(Point-based annotation data)

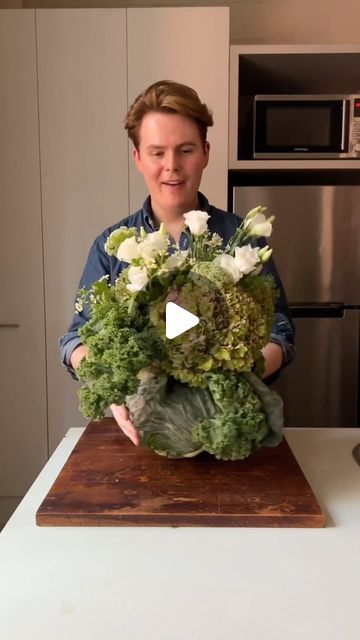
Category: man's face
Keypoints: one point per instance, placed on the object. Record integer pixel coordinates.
(171, 157)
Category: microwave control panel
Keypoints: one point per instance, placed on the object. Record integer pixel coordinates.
(355, 129)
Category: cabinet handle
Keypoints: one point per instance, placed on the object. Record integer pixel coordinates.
(9, 326)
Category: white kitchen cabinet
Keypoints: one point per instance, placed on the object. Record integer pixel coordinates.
(68, 77)
(23, 419)
(188, 45)
(84, 166)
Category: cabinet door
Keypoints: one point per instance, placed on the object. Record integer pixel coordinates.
(84, 165)
(188, 45)
(23, 431)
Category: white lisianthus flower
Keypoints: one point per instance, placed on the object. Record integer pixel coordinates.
(197, 222)
(259, 225)
(227, 263)
(246, 258)
(253, 212)
(128, 250)
(265, 253)
(154, 243)
(138, 278)
(175, 260)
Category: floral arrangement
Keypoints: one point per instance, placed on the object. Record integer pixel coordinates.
(201, 391)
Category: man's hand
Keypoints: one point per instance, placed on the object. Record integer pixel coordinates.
(121, 415)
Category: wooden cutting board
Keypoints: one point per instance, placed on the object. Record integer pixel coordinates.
(107, 481)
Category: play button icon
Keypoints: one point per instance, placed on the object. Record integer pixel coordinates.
(178, 320)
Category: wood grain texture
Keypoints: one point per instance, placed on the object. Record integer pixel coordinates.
(108, 482)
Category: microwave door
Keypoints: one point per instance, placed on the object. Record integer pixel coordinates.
(299, 128)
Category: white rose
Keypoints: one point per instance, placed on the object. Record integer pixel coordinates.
(128, 250)
(258, 225)
(175, 260)
(227, 263)
(197, 222)
(246, 258)
(153, 244)
(138, 278)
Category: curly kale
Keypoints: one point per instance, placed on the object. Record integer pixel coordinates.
(120, 345)
(230, 416)
(240, 424)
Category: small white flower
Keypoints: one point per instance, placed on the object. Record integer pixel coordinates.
(128, 250)
(175, 260)
(258, 225)
(253, 212)
(246, 258)
(153, 244)
(197, 222)
(227, 263)
(265, 253)
(215, 240)
(138, 278)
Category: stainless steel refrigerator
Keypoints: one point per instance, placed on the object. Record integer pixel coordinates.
(316, 241)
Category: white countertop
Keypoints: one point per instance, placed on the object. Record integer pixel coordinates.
(187, 583)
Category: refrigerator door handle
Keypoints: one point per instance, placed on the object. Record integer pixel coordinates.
(317, 309)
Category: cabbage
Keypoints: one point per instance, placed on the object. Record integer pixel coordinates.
(231, 417)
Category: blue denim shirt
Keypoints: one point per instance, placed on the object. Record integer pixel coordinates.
(99, 263)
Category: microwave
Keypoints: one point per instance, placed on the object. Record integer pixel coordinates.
(306, 126)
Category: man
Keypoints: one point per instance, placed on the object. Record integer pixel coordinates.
(168, 124)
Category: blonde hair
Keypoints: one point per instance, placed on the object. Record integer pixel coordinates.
(168, 97)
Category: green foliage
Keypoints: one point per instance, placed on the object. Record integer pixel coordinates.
(120, 345)
(229, 416)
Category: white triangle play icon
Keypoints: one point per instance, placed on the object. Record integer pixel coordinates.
(178, 320)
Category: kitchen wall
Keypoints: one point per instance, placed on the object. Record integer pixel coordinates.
(255, 21)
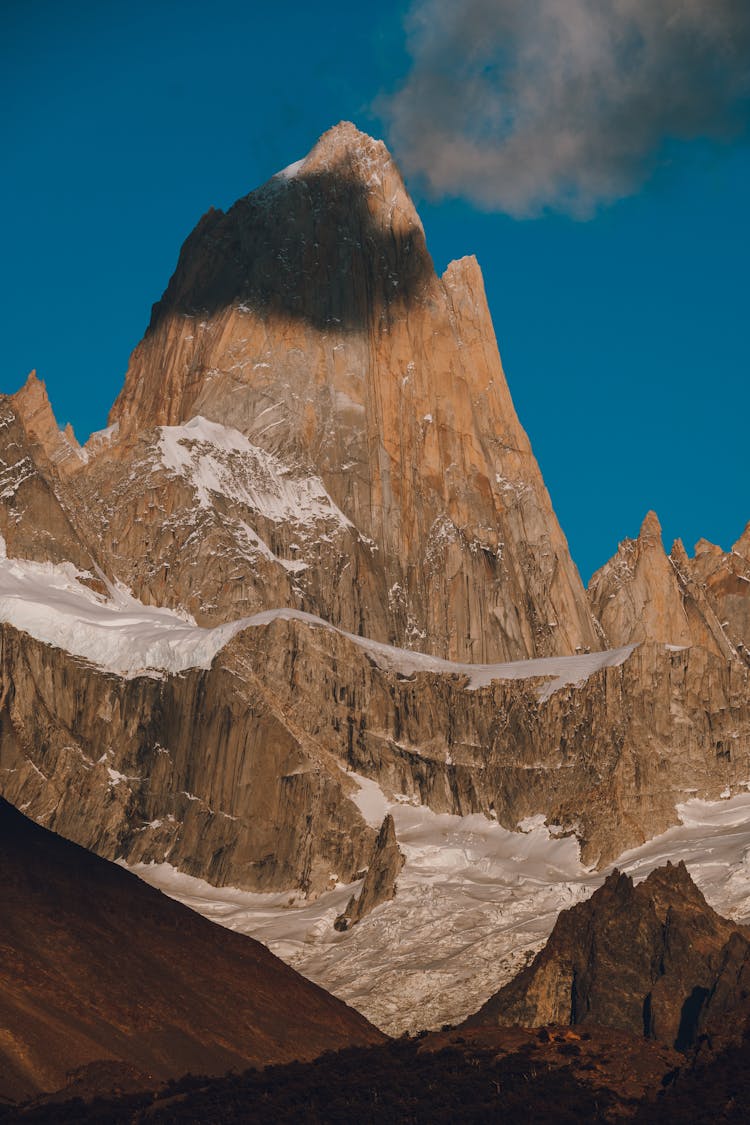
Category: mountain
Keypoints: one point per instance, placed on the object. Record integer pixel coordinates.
(309, 577)
(99, 969)
(643, 594)
(651, 959)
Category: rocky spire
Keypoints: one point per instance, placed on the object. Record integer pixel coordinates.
(642, 594)
(310, 318)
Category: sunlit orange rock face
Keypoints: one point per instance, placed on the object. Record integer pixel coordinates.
(310, 318)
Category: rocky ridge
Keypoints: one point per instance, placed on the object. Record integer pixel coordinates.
(315, 450)
(651, 959)
(309, 322)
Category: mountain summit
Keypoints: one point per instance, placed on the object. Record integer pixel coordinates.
(310, 320)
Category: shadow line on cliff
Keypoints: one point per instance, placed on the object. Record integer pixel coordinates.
(308, 248)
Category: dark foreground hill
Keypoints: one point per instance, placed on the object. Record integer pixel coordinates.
(101, 974)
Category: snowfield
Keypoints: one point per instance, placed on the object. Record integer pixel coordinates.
(53, 603)
(473, 902)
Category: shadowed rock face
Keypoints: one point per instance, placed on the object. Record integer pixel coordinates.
(96, 966)
(644, 959)
(309, 317)
(379, 884)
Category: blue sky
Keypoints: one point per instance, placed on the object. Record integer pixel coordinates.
(624, 335)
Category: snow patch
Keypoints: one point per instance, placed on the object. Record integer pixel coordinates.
(475, 901)
(217, 459)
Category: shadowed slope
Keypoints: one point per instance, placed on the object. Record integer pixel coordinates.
(96, 965)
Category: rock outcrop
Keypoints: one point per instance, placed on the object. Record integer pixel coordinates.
(379, 883)
(725, 576)
(98, 968)
(652, 960)
(642, 594)
(238, 773)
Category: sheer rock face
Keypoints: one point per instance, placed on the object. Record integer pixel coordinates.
(379, 883)
(316, 420)
(240, 774)
(36, 515)
(642, 959)
(642, 594)
(309, 318)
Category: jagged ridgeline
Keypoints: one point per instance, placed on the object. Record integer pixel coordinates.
(313, 558)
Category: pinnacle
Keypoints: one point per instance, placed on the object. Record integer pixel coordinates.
(650, 528)
(346, 145)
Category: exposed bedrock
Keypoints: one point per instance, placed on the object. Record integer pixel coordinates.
(238, 773)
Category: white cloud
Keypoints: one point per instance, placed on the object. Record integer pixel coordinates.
(526, 105)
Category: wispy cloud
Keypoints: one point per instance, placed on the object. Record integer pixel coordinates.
(526, 105)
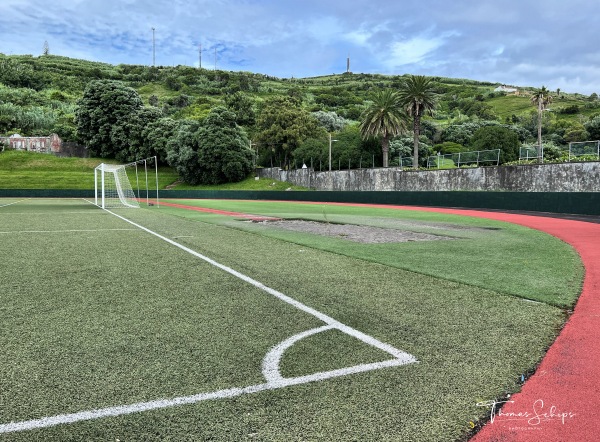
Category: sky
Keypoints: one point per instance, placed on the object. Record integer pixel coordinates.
(534, 43)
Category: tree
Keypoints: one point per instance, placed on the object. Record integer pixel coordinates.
(331, 121)
(243, 107)
(105, 105)
(541, 98)
(417, 96)
(593, 128)
(127, 135)
(497, 137)
(217, 151)
(383, 118)
(282, 126)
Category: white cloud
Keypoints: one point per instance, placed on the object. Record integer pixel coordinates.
(515, 41)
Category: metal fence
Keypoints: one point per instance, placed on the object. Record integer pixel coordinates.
(477, 158)
(529, 152)
(581, 148)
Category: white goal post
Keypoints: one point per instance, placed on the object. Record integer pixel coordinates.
(112, 184)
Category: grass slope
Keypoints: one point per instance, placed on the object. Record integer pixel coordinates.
(111, 317)
(29, 170)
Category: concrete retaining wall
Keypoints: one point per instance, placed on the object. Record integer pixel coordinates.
(565, 177)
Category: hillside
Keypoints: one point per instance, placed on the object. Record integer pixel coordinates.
(38, 95)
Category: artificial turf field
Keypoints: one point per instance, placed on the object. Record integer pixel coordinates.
(98, 313)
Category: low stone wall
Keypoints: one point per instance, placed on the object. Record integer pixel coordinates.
(564, 177)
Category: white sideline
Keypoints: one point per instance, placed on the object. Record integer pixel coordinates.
(10, 204)
(68, 231)
(270, 362)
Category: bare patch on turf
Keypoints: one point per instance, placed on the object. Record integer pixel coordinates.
(356, 233)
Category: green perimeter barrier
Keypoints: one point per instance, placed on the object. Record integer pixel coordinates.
(577, 203)
(46, 193)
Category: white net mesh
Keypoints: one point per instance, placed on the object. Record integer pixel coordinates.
(113, 189)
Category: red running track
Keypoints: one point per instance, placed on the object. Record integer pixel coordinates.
(561, 401)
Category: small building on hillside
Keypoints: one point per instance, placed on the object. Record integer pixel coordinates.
(49, 144)
(507, 89)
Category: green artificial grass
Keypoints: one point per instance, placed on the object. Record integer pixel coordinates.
(97, 313)
(504, 257)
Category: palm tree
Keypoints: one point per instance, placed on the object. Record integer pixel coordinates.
(418, 98)
(541, 98)
(385, 118)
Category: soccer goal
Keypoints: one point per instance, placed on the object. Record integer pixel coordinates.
(112, 183)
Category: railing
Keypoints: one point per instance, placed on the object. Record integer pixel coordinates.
(451, 160)
(529, 153)
(584, 148)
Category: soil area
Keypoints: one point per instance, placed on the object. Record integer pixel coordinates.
(351, 232)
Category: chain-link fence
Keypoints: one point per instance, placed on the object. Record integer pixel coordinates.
(475, 158)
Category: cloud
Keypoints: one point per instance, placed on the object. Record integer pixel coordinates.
(518, 42)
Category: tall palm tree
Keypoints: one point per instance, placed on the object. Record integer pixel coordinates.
(541, 98)
(417, 95)
(384, 118)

### Your goal
Convert the stretch from the line containing "Category: cloud" through the end of the records into a JSON list of strings, one string per line, leaving out any blank lines.

### Solution to this task
[
  "Category: cloud",
  "Keypoints: one point per instance, placed on the object. Record integer pixel coordinates.",
  "(518, 42)",
  "Category: tall palm tree",
  "Keypoints: one point per instance, placed on the object. Record integer pixel coordinates.",
  "(541, 98)",
  "(417, 95)",
  "(384, 118)"
]